Stored data
•••••

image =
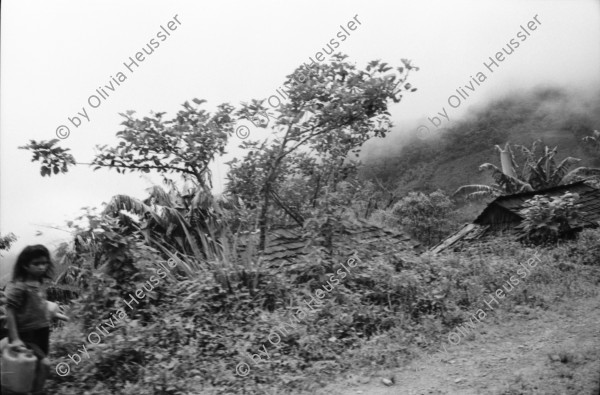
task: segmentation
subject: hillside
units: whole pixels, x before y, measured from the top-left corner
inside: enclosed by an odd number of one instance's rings
[[[581,138],[600,129],[600,94],[575,94],[555,88],[501,96],[431,138],[407,137],[397,148],[363,158],[363,177],[379,178],[402,195],[438,188],[452,193],[472,183],[490,183],[479,165],[500,164],[494,145],[506,142],[530,146],[540,139],[558,146],[559,160],[582,159],[581,166],[600,166],[600,158]],[[387,143],[389,145],[389,142]],[[381,143],[383,147],[383,143]],[[375,154],[376,152],[376,154]]]

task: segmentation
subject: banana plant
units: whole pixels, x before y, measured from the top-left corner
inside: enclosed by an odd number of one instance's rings
[[[559,185],[566,185],[574,181],[600,177],[600,169],[577,167],[570,170],[581,159],[567,157],[556,164],[558,147],[540,147],[540,140],[533,142],[531,148],[524,145],[510,146],[506,144],[502,149],[495,146],[501,155],[502,169],[491,163],[479,166],[480,171],[491,173],[495,183],[492,185],[463,185],[456,190],[454,195],[466,196],[467,199],[485,199],[510,195],[520,192],[532,192]],[[538,152],[541,150],[541,153]],[[522,158],[519,166],[514,152],[517,151]]]

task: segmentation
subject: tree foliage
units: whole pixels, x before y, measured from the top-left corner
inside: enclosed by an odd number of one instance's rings
[[[228,138],[233,133],[233,107],[221,104],[214,114],[201,109],[204,100],[193,99],[183,104],[173,119],[163,119],[164,112],[152,113],[141,119],[133,111],[120,114],[124,129],[117,132],[116,146],[96,146],[98,153],[89,165],[94,170],[106,167],[119,173],[155,171],[175,173],[197,186],[210,187],[208,164],[216,155],[225,153]],[[56,147],[57,139],[20,147],[33,152],[32,161],[42,162],[42,176],[52,172],[66,173],[76,164],[68,148]]]
[[[8,233],[4,236],[0,235],[0,251],[10,250],[11,245],[17,241],[17,236],[13,233]],[[0,254],[2,256],[2,254]]]
[[[396,68],[398,75],[392,75],[387,63],[376,60],[359,70],[345,59],[345,55],[335,55],[330,63],[313,66],[306,81],[300,78],[302,68],[289,75],[289,101],[277,106],[273,137],[262,144],[243,144],[249,150],[247,156],[230,163],[228,192],[259,206],[261,248],[273,202],[284,212],[290,211],[273,196],[281,191],[282,180],[303,179],[304,205],[316,207],[325,188],[335,191],[337,183],[355,171],[356,164],[348,155],[358,156],[362,144],[389,132],[388,102],[397,103],[403,92],[415,90],[406,81],[417,68],[407,60]],[[252,119],[265,113],[262,103],[244,103],[237,115]]]
[[[133,111],[121,114],[124,129],[117,132],[116,146],[97,146],[97,154],[88,165],[94,170],[114,169],[118,173],[151,171],[163,176],[169,192],[155,186],[145,201],[125,195],[114,196],[104,212],[103,221],[116,220],[119,232],[131,236],[141,231],[148,245],[166,253],[190,254],[204,260],[219,250],[223,226],[220,206],[210,192],[209,163],[225,153],[233,133],[233,107],[221,104],[214,114],[201,109],[203,100],[185,102],[172,119],[165,113],[136,118]],[[31,141],[20,147],[33,152],[33,161],[41,161],[42,176],[66,173],[76,164],[68,148],[56,146],[58,140]],[[84,163],[85,164],[85,163]],[[166,174],[175,174],[192,187],[180,192]],[[131,214],[138,217],[133,220]],[[93,227],[91,228],[93,229]],[[89,230],[78,230],[81,239]],[[82,233],[83,232],[83,233]],[[108,233],[105,233],[105,235]],[[92,239],[94,239],[92,237]],[[109,243],[110,245],[110,243]]]
[[[29,144],[19,147],[33,152],[32,162],[41,162],[40,174],[42,177],[50,177],[52,174],[66,173],[69,166],[74,165],[75,158],[69,153],[69,148],[58,147],[56,144],[60,140],[50,141],[30,140]]]
[[[199,109],[203,100],[194,99],[196,107],[183,104],[174,119],[165,121],[164,113],[136,119],[132,113],[121,114],[125,129],[117,133],[122,141],[117,147],[98,147],[100,153],[92,165],[114,168],[117,172],[155,170],[178,173],[197,185],[212,186],[209,163],[225,153],[228,137],[233,133],[233,107],[218,106],[211,115]]]

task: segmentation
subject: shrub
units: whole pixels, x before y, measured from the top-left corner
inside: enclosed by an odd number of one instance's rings
[[[554,243],[574,235],[574,224],[578,218],[579,199],[576,193],[566,192],[562,196],[537,195],[525,202],[520,211],[523,238],[534,244]]]
[[[417,240],[432,245],[450,230],[452,201],[441,190],[426,195],[410,192],[396,203],[392,214]]]

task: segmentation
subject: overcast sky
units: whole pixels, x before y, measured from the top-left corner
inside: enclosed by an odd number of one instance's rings
[[[399,125],[414,128],[442,107],[454,121],[507,88],[600,85],[598,1],[5,0],[1,11],[0,233],[19,237],[2,274],[25,245],[52,247],[69,237],[46,226],[64,227],[81,207],[100,207],[115,194],[143,198],[145,188],[158,180],[86,166],[42,178],[39,164],[18,146],[53,139],[57,127],[67,125],[70,135],[62,146],[89,162],[96,144],[115,141],[119,112],[173,114],[195,97],[206,99],[211,109],[267,98],[353,19],[360,24],[337,48],[349,61],[363,67],[373,59],[400,65],[408,58],[421,68],[411,78],[418,91],[392,105]],[[518,39],[521,26],[536,16],[535,31]],[[169,21],[176,30],[161,41],[157,33],[161,25],[168,30]],[[127,70],[123,62],[131,63],[129,57],[151,39],[159,46],[139,67],[132,66],[133,72]],[[519,47],[488,71],[483,63],[511,39]],[[126,80],[117,85],[119,72]],[[486,80],[458,108],[450,108],[448,97],[478,72]],[[96,108],[91,108],[89,96],[98,96],[96,89],[110,86],[113,78],[114,92],[104,88],[108,97],[99,105],[92,99]],[[68,117],[82,107],[89,121],[80,116],[76,128]],[[240,154],[239,141],[233,138],[230,155],[221,162]],[[216,192],[226,169],[223,163],[213,166]]]

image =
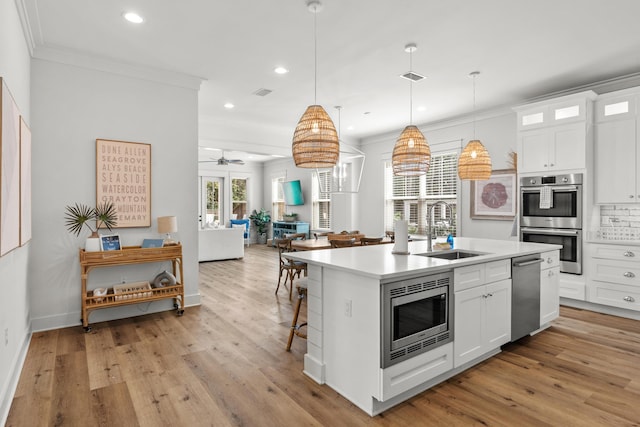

•••••

* EXERCISE AIM: Return the records verbatim, minus pictures.

* OUTPUT BELOW:
image =
task: segmentation
subject: hillside
units: whole pixels, x before y, measured from the top-left corner
inside: enclosed by an odd number of one instance's rings
[[[581,138],[600,129],[600,94],[575,94],[555,88],[501,96],[431,138],[407,137],[397,148],[363,158],[363,177],[379,178],[402,195],[438,188],[452,193],[472,183],[490,183],[479,165],[500,164],[494,145],[506,142],[530,146],[540,139],[558,146],[559,160],[582,159],[581,166],[600,166],[600,158]],[[387,143],[389,145],[389,142]],[[381,143],[383,147],[383,143]],[[375,154],[376,152],[376,154]]]

task: segmentation
subject: banana plant
units: whole pixels, x before y, measured from the top-left corner
inside: enclosed by an odd number of one instance's rings
[[[559,185],[566,185],[574,181],[600,177],[600,169],[577,167],[570,170],[581,159],[567,157],[556,164],[558,147],[540,147],[540,140],[533,142],[531,148],[524,145],[510,146],[506,144],[502,149],[495,146],[501,155],[502,169],[491,163],[479,166],[480,171],[491,173],[495,183],[492,185],[463,185],[456,190],[454,195],[466,196],[467,199],[485,199],[510,195],[520,192],[532,192]],[[538,152],[541,150],[541,153]],[[522,158],[519,166],[514,152],[517,151]]]

task: segmentation
subject: tree foliage
units: whole pixels, x before y, measured from the top-left corner
inside: enclosed by an odd number of one instance's rings
[[[228,138],[233,133],[233,107],[221,104],[214,114],[201,109],[204,100],[193,99],[183,104],[173,119],[163,119],[164,112],[152,113],[141,119],[133,111],[120,114],[124,129],[117,132],[116,146],[96,146],[98,153],[89,165],[94,170],[106,167],[119,173],[155,171],[175,173],[197,186],[210,187],[208,164],[216,155],[225,153]],[[56,147],[57,139],[20,147],[33,152],[32,161],[42,162],[42,176],[52,172],[66,173],[76,164],[68,148]]]
[[[8,233],[4,236],[0,235],[0,251],[10,250],[11,245],[17,241],[17,236],[13,233]],[[0,254],[2,256],[2,254]]]
[[[396,68],[398,75],[392,75],[387,63],[376,60],[359,70],[345,59],[345,55],[335,55],[330,63],[313,66],[306,81],[300,78],[302,68],[289,75],[289,101],[277,106],[273,137],[262,144],[243,144],[249,150],[247,156],[230,163],[228,192],[259,206],[261,248],[273,202],[284,212],[290,211],[273,196],[281,191],[282,180],[303,179],[304,205],[316,207],[325,188],[335,191],[337,183],[355,171],[356,164],[348,155],[358,156],[362,144],[389,132],[388,102],[397,103],[403,92],[415,90],[406,81],[417,68],[407,60]],[[252,119],[265,113],[262,103],[244,103],[237,115]]]
[[[133,111],[121,114],[124,129],[117,132],[116,146],[97,146],[97,154],[88,165],[94,170],[114,169],[118,173],[151,171],[163,176],[169,192],[155,186],[145,201],[125,195],[114,196],[104,212],[103,221],[116,220],[119,232],[131,236],[141,231],[148,245],[166,253],[190,254],[204,260],[219,250],[223,226],[220,206],[210,192],[209,163],[225,153],[233,133],[233,107],[221,104],[214,114],[201,109],[203,100],[185,102],[172,119],[165,113],[136,118]],[[31,141],[20,147],[33,152],[33,161],[41,161],[42,176],[66,173],[76,164],[68,148],[56,146],[58,140]],[[84,163],[85,164],[85,163]],[[166,174],[175,174],[192,187],[180,192]],[[131,214],[138,217],[133,220]],[[93,227],[91,228],[93,229]],[[89,230],[78,230],[81,239]],[[82,233],[83,232],[83,233]],[[108,233],[105,233],[105,235]],[[92,239],[94,239],[92,237]],[[109,243],[110,245],[110,243]]]
[[[29,144],[19,147],[33,152],[32,162],[41,162],[40,174],[42,177],[50,177],[52,174],[66,173],[69,166],[74,165],[75,158],[69,153],[69,148],[58,147],[56,144],[60,140],[50,141],[30,140]]]
[[[199,109],[203,100],[194,99],[196,107],[183,104],[174,119],[165,121],[164,113],[136,119],[132,113],[121,114],[125,129],[117,133],[122,141],[117,147],[98,147],[100,153],[92,165],[114,168],[117,172],[155,170],[178,173],[197,185],[212,186],[209,163],[225,153],[228,137],[233,133],[233,107],[218,106],[211,115]]]

task: segmentation
subject: shrub
units: whole pixels, x before y, measured from the top-left corner
inside: enclosed by an odd number of one instance's rings
[[[554,243],[574,235],[574,224],[578,218],[579,199],[576,193],[566,192],[562,196],[537,195],[525,202],[520,211],[523,238],[534,244]]]
[[[417,240],[432,245],[450,230],[452,201],[441,190],[426,195],[410,192],[396,203],[392,214]]]

task: segmentation
subject: overcast sky
units: whole pixels, x before y, measured from the top-left corner
inside: enclosed by an odd number of one instance's rings
[[[399,125],[414,128],[442,107],[454,121],[507,88],[600,85],[598,1],[5,0],[1,11],[0,233],[19,237],[2,274],[25,245],[52,247],[69,237],[46,226],[64,227],[81,207],[100,207],[115,194],[143,198],[145,188],[158,180],[86,166],[42,178],[39,164],[18,146],[53,139],[57,127],[67,125],[70,135],[62,146],[89,162],[96,144],[115,141],[119,112],[173,114],[195,97],[206,99],[211,109],[267,98],[353,19],[360,24],[337,48],[349,61],[363,67],[373,59],[400,65],[408,58],[421,68],[411,78],[418,91],[392,105]],[[518,39],[521,26],[536,16],[535,31]],[[169,21],[176,30],[161,41],[157,33],[161,25],[168,30]],[[127,70],[123,62],[131,63],[129,57],[151,39],[159,46],[139,67],[132,66],[133,72]],[[519,47],[488,71],[483,63],[511,39]],[[126,80],[117,85],[119,72]],[[486,80],[458,108],[450,108],[448,97],[478,72]],[[96,108],[91,108],[89,96],[98,96],[96,89],[110,86],[113,78],[114,92],[104,88],[108,97],[99,105],[92,99]],[[68,117],[82,107],[89,121],[80,116],[76,128]],[[240,154],[239,141],[233,138],[230,155],[221,162]],[[216,192],[226,169],[223,163],[213,166]]]

image =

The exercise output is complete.